▸ **Passage provided**
=== Section Start ===

Pat’s Barbershop: goodbye to a Leaside tradition

Pats Barber Shop. Photo by Robin Dickie.
Pats Barber Shop. Photo by Robin Dickie.

Located on the north side of Millwood just east of Bayview, Pat’s Barbershop (formerly Joe’s) has served our community for more than 30 years. I have been going there for more than 20 years and entered into the picture just as Pat was about to retire. I never met Joe though his name lives on. Pat’s nephews, Tony and Rocco (aka Rocky), have run the shop for the last 20 years or so. Thinking they would like the free publicity, I once approached them with the idea of doing a piece on their local barbershop.  “What’s the point?” they replied. “Everybody knows us.” Touché. 

Pat’s was a traditional Italian barbershop. I have frequented others over the years – Gus the Other Barber, Camillo’s, and the like – but Pat’s was uniquely minimalist: inexpensive chairs and tables, nondescript floor, old equipment, ancient cash register, and a neck massager that looked as if it was purchased decades ago from a huckster at a carnival. But like everything else in the shop, it was clean and functional. 

Tony and Rocky are brothers. Both of them call you “boss,” incessantly.  When I said to Tony that there was no need to call me boss, that Greig would suffice, his response was “Of course, boss.” So “boss” it was. A haircut there takes little more than five minutes. Tony is a clippers guy and, like Rocky, a master of the straight razor.  Those razors disappeared some years ago for health and safety reasons. Nothing, alas, feels as good on your neck and face as a straight razor. Rocky is a scissors guy as well as a clippers guy. He has credentials for hairdressing as well as for barbering and performs his craft with a certain flair and sprezzatura. Tony performs his with competence and precision. In the end, no matter who does it, your haircut looks pretty much the same. I have been forced to go to hair stylists as part of a wedding ritual, and I can say without prejudice that Tony and Rocky are as good as the stylists at a quarter of the price, not to mention a tenth of the time.

=== Section End ===

▸ **Activities**
• a. Write out the part of the barbershop article starting at "Pat’s was a" and ending at "clean and functional.".
• b. Turn the paragraph of the barbershop article that begins "Pat’s was a traditional Italian barbershop" into a short bulleted list of its main facts.
Use only the barbershop article to respond.

▸ **Exercise data**

=== Section Start ===

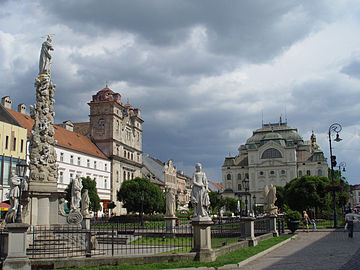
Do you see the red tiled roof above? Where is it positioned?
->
[7,109,107,159]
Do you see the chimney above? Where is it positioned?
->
[62,120,74,131]
[18,103,26,114]
[1,96,12,109]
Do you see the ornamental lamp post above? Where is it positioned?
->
[329,123,342,228]
[15,161,28,223]
[338,161,346,173]
[243,178,249,216]
[253,194,256,217]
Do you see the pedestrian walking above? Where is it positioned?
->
[311,219,316,231]
[345,210,355,238]
[303,211,311,232]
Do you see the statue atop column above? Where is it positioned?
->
[71,177,83,212]
[29,35,58,185]
[39,35,54,75]
[165,188,176,217]
[191,163,210,220]
[264,184,278,215]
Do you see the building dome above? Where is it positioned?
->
[92,86,122,105]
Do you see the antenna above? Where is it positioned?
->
[41,34,55,38]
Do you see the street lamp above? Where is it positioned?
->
[329,123,342,228]
[15,161,28,223]
[243,178,249,216]
[338,161,346,172]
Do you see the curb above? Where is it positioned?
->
[221,234,298,270]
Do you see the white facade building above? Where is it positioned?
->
[222,121,328,205]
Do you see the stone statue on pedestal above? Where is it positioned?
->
[39,35,54,75]
[81,189,90,217]
[191,163,210,219]
[264,185,278,215]
[71,177,83,211]
[165,188,176,217]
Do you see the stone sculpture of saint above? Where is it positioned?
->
[165,188,176,217]
[9,169,21,212]
[191,163,210,219]
[5,169,21,223]
[264,185,277,215]
[81,189,90,217]
[39,35,54,75]
[71,177,83,211]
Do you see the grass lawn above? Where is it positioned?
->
[62,235,291,270]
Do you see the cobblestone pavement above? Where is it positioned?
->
[228,230,360,270]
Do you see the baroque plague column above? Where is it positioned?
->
[24,35,61,225]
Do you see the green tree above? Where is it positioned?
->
[117,177,165,216]
[65,176,101,212]
[284,176,330,214]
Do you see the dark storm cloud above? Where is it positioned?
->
[341,59,360,79]
[38,0,328,61]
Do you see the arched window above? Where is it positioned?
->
[261,148,282,159]
[98,118,105,128]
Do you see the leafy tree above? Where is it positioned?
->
[284,176,330,214]
[65,176,101,212]
[117,177,165,216]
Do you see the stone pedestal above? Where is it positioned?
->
[24,190,64,225]
[269,215,279,237]
[241,217,257,246]
[3,223,31,270]
[81,215,90,230]
[164,216,176,233]
[191,218,216,262]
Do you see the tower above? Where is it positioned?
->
[88,86,144,215]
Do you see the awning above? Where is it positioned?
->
[0,203,10,211]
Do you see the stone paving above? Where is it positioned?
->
[219,230,360,270]
[173,229,360,270]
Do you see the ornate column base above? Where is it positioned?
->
[191,218,216,262]
[3,223,31,270]
[269,215,279,237]
[241,217,258,247]
[164,216,177,233]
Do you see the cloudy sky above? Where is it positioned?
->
[0,0,360,184]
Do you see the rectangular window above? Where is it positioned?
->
[13,138,16,151]
[59,172,64,183]
[3,158,10,185]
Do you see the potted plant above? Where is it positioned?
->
[285,209,301,233]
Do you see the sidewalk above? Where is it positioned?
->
[173,229,360,270]
[219,229,360,270]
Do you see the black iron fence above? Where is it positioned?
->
[91,220,193,256]
[27,222,193,259]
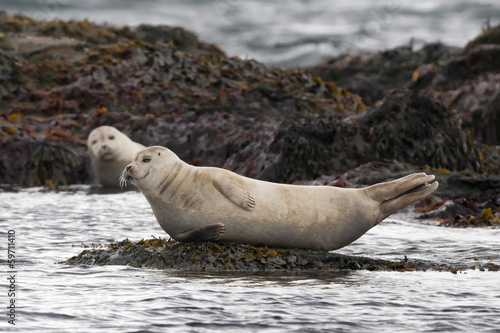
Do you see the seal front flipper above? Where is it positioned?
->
[173,223,226,242]
[212,175,255,210]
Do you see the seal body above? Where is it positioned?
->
[87,126,145,187]
[121,146,438,250]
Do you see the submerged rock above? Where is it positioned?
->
[62,238,484,273]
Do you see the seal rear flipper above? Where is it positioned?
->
[173,223,226,242]
[212,175,255,210]
[377,178,439,223]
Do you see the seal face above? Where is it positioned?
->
[120,146,438,250]
[87,126,145,187]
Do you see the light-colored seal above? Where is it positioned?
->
[87,126,145,187]
[120,146,438,250]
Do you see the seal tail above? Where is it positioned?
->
[366,172,439,222]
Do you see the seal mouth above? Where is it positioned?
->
[120,170,149,190]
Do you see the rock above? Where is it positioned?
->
[62,238,480,272]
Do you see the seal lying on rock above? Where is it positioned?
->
[120,146,438,250]
[87,126,146,187]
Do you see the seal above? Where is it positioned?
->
[87,126,146,187]
[120,146,438,250]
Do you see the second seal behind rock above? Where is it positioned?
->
[87,126,146,187]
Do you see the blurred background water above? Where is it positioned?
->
[0,0,500,67]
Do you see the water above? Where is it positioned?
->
[0,0,500,67]
[0,186,500,333]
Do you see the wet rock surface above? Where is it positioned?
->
[62,238,499,273]
[0,11,500,226]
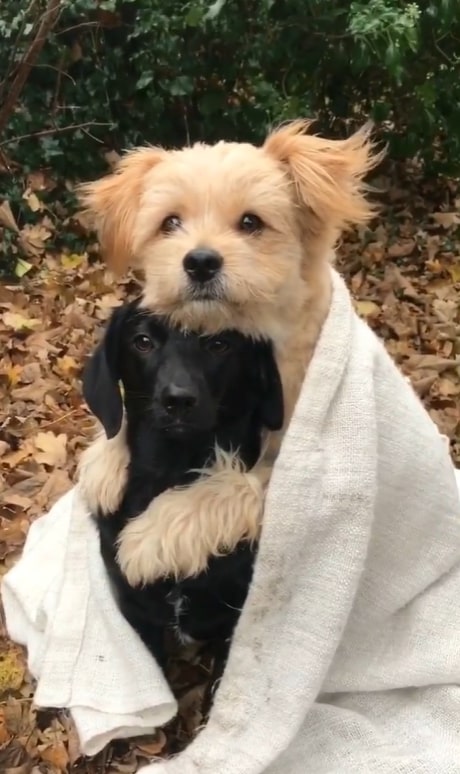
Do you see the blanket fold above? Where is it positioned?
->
[3,269,460,774]
[2,488,176,755]
[146,271,460,774]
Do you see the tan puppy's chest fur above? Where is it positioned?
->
[81,121,382,584]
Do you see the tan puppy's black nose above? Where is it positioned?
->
[183,247,223,283]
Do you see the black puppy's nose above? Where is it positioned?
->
[183,247,223,282]
[161,384,198,416]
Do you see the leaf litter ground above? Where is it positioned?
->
[0,165,460,774]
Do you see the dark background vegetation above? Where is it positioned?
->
[0,0,460,282]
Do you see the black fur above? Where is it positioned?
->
[83,302,283,708]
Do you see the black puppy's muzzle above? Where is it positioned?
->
[154,382,216,434]
[161,384,199,419]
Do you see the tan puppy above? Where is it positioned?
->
[80,121,382,584]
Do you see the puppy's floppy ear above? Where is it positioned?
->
[263,120,385,231]
[83,305,130,439]
[78,147,167,274]
[256,341,284,430]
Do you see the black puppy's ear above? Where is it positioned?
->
[256,341,284,430]
[83,305,130,439]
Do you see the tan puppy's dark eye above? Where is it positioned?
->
[160,215,182,234]
[238,212,264,234]
[204,339,230,355]
[133,333,155,352]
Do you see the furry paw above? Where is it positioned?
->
[118,450,269,586]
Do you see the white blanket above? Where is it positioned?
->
[3,272,460,774]
[2,488,177,755]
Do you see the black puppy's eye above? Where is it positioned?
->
[160,215,182,234]
[133,333,155,352]
[204,339,230,355]
[238,212,264,234]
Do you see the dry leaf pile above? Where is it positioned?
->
[0,161,460,774]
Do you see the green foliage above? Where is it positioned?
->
[0,0,460,178]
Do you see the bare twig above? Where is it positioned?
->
[0,0,61,135]
[0,121,111,148]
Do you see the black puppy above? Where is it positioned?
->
[83,301,283,708]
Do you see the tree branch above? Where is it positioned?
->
[0,121,111,148]
[0,0,61,135]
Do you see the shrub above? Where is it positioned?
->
[0,0,460,178]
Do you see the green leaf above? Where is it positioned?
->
[184,5,204,27]
[204,0,227,21]
[14,258,33,279]
[136,72,153,89]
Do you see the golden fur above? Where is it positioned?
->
[78,420,129,514]
[80,121,382,579]
[80,121,381,436]
[117,450,268,586]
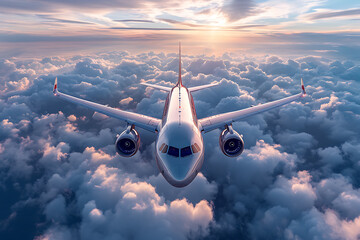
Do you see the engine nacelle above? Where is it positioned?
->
[115,126,140,157]
[219,125,244,157]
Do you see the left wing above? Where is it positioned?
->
[199,79,306,132]
[53,78,161,132]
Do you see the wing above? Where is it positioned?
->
[188,82,219,92]
[140,82,172,92]
[199,79,306,132]
[53,78,161,132]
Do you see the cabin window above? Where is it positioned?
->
[191,143,200,153]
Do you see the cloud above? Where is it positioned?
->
[307,8,360,20]
[0,49,360,239]
[221,0,255,22]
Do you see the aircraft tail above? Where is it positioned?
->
[177,42,182,87]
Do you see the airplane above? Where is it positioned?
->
[53,43,306,188]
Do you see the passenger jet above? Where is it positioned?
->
[53,44,306,187]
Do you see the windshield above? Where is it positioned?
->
[168,146,179,157]
[181,146,192,157]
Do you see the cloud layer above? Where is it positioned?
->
[0,52,360,239]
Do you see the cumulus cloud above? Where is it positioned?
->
[0,49,360,239]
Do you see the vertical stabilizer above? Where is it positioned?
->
[177,42,182,87]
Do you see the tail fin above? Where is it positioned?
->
[301,78,306,95]
[177,42,182,87]
[53,77,58,95]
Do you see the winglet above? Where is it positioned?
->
[301,78,306,95]
[53,77,58,95]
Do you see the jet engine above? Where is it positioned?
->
[115,125,140,157]
[219,125,244,157]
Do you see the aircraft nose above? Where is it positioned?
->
[169,164,191,181]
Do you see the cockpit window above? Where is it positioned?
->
[191,143,200,153]
[181,146,192,157]
[168,146,179,157]
[161,144,168,153]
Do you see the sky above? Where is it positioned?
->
[0,0,360,60]
[0,0,360,240]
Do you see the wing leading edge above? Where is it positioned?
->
[53,78,161,132]
[199,79,306,132]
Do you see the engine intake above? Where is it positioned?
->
[219,125,244,157]
[115,126,140,157]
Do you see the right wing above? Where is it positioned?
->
[140,82,172,92]
[188,82,219,92]
[53,78,161,132]
[199,79,306,132]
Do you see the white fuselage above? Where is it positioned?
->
[155,85,204,187]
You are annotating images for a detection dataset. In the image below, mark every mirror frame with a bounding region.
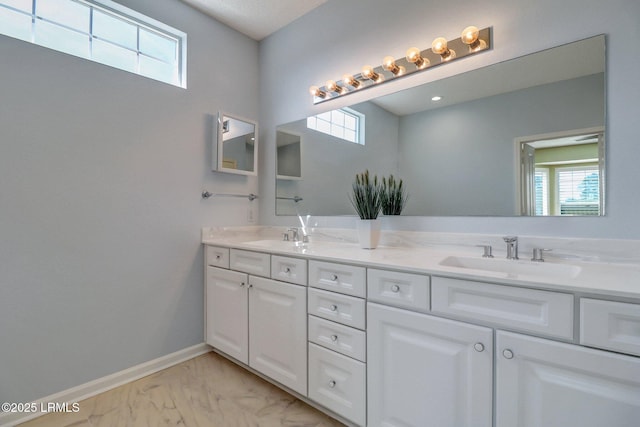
[275,34,609,218]
[276,129,304,181]
[211,111,258,176]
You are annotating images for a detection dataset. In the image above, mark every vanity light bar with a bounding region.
[309,26,492,104]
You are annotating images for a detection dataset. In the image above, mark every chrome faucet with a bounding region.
[502,236,518,259]
[287,227,300,242]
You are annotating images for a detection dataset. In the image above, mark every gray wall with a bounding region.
[398,74,605,216]
[0,0,258,402]
[276,102,399,215]
[260,0,640,239]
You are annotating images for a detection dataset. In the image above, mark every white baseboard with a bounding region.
[0,343,211,427]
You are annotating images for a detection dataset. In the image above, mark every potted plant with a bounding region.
[349,170,383,249]
[380,175,408,215]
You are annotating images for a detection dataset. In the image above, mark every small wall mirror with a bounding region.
[212,112,258,175]
[276,130,302,180]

=== Section End ===

▸ **Task-by-task answers**
• a.
Pat’s was a traditional Italian barbershop. I have frequented others over the years – Gus the Other Barber, Camillo’s, and the like – but Pat’s was uniquely minimalist: inexpensive chairs and tables, nondescript floor, old equipment, ancient cash register, and a neck massager that looked as if it was purchased decades ago from a huckster at a carnival. But like everything else in the shop, it was clean and functional.

• b.
- Pat’s was a traditional Italian barbershop.
- The writer has also used other barbershops over the years, such as Gus the Other Barber and Camillo’s.
- Pat’s was uniquely minimalist: it had inexpensive chairs and tables, a nondescript floor, old equipment and an ancient cash register.
- Its neck massager looked as if it had been bought decades ago from a huckster at a carnival.
- Like everything else in the shop, the massager was clean and functional.